(Extracted records)
- Opening Delimiter -

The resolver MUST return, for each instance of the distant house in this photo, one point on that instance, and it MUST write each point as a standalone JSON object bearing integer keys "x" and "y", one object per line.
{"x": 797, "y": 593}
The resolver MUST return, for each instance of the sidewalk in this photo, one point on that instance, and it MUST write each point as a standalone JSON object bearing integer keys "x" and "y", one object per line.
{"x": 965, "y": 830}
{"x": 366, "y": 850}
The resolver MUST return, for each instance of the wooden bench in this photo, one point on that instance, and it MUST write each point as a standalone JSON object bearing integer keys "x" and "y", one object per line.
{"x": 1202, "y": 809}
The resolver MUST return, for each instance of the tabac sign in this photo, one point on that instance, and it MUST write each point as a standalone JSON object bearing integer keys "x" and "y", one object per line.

- Closing Delimiter -

**WHAT YOU SHOULD DO:**
All the records above need to be restated exactly, line by line.

**RESULT FOR THIS EXERCISE:**
The resolver MUST return, for each instance of the distant house in this photo, one point on that instance, and it MUST write each point as a standalone JSON object bearing integer keys "x" and "y", one object per line.
{"x": 797, "y": 593}
The resolver MUST return, for each instance of the sidewalk in this photo, one point on that instance, and it MUST write each point as a standalone JSON object bearing integer keys "x" and "y", one object per line.
{"x": 965, "y": 830}
{"x": 366, "y": 850}
The resolver MUST return, for each instance of the wooden bench in this photo, one point on that instance, and it MUST write each point as a standalone JSON object bearing integer keys "x" and "y", one object per line.
{"x": 1202, "y": 809}
The resolver MUST return, for each instance of the tabac sign in this photo, one point on that instance, and it MUST write each point as a standalone JSON object bearing integer keys "x" and "y", one object per line.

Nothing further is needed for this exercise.